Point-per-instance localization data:
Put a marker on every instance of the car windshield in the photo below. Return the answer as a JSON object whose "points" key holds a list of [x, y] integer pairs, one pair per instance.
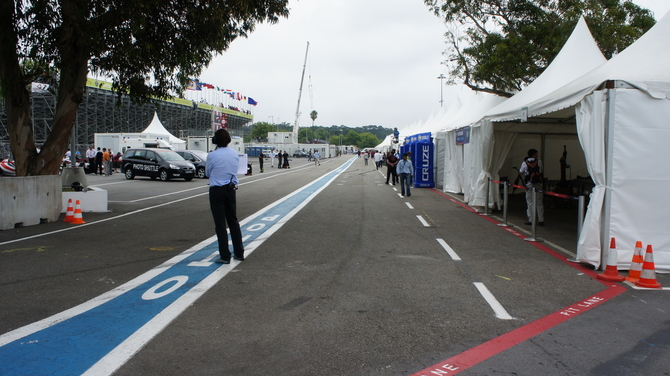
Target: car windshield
{"points": [[200, 154], [170, 156]]}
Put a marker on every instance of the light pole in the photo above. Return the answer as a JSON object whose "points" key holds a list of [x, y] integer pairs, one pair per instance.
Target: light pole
{"points": [[441, 78], [340, 142]]}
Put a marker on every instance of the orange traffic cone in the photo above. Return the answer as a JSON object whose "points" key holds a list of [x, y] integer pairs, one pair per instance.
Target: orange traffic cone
{"points": [[78, 219], [636, 264], [648, 276], [611, 271], [69, 214]]}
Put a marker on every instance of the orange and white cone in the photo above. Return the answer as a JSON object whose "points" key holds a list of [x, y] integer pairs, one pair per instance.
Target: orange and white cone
{"points": [[636, 264], [611, 271], [648, 276], [69, 214], [78, 219]]}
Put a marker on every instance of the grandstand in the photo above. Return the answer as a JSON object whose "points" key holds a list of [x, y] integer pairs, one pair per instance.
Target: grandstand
{"points": [[100, 112]]}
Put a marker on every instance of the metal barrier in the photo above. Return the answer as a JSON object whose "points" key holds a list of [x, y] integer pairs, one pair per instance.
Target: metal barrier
{"points": [[581, 209]]}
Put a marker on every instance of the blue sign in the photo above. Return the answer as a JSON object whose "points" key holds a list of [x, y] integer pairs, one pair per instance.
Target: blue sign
{"points": [[463, 136], [422, 158]]}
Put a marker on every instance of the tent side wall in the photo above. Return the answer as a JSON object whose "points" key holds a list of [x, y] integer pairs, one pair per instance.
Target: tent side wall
{"points": [[440, 140], [640, 175]]}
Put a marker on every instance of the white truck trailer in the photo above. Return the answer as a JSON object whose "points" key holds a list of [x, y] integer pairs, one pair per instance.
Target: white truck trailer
{"points": [[122, 141]]}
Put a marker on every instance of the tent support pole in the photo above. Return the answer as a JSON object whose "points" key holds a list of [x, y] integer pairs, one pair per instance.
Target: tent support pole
{"points": [[609, 146]]}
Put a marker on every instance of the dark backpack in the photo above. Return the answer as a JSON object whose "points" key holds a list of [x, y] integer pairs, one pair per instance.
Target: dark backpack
{"points": [[534, 175]]}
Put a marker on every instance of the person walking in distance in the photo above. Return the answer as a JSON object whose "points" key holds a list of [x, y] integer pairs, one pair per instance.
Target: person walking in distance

What to do:
Drop every picture and repeat the rest of the entries exactly.

Result of this exercise:
Put a marker on every instance of the car windshield in the photo below. Return the answer as a JSON object whose "points" key holds a list of [x, y] integer pairs, one pair per instance.
Target: car windshield
{"points": [[200, 154], [170, 156]]}
Put a marker on every instance of the light pole in the photo above. Return the answer as a JSON object whose "points" key holds a list of [x, y] integer pairs, one pair per instance.
Target: light pole
{"points": [[441, 78], [340, 142]]}
Put a marker on every instance of the orange traffic cone in the photo above. Return the answer as a JSON object whose "points" key holds a list of [x, y] integer pairs, one pair per instance.
Target: orange traffic cone
{"points": [[78, 219], [636, 264], [648, 276], [611, 271], [69, 214]]}
Put a marker on every instance of the orange and white cone in the photo above. Return the answer as a JSON object whose "points" key holds a list of [x, y] integer pairs, one pair per instance.
Target: orange and white cone
{"points": [[636, 264], [611, 271], [648, 276], [69, 214], [78, 219]]}
Put a marker on every instance of the grandstand in the photo above. Return the answer as a JSON object whose "points" key holds a list of [x, y] integer pairs, one pair per instance.
Target: grandstand
{"points": [[100, 112]]}
Put a marker on every instance of the metal barrier in the photo above. Return the answer as a JSON object whose "points" key holds a list of [x, y] integer pairs, one pair per instance.
Target: metal barrier
{"points": [[581, 209]]}
Put a marker on every instance of the blue sign in the photo above. Return the answer as a JSON object whose "points" key holds a list of [x, y] integer pairs, one pair per instance.
Target: blue sign
{"points": [[463, 136], [422, 158]]}
Put a marker on every instance of the tent side wall in the photo above. Return the answer as a JSON object whose "points" key holds a list of [x, y] integer pairs, one pair per instance.
Target: tent side wall
{"points": [[440, 140], [640, 175]]}
Put a marker on every instance of the white truck trailer in the photo above. Return the answer as a JSON object whose "points" key holds a list of [x, y] integer pairs, one pair per instance.
Target: white truck trailer
{"points": [[122, 141]]}
Put a marker on every instance of the tent support pole in the photo above. Return the answer as a JSON object whose "points" key holds a list of [x, y] integer pairs, one pair per instance.
Target: tent support pole
{"points": [[609, 146]]}
Put a marker on every instance of the dark backpack in the photo above. Return the answer as a JSON object whose "points" key holds a list of [x, y] integer pairs, one pair per instance.
Target: dark backpack
{"points": [[534, 175]]}
Put a marker on every instance of the person walking in distance in the photo above. Return the answer as a JSON object whose "points" key holds a list of [x, y] integer pairs, one pair per instance.
Target: person walking in distance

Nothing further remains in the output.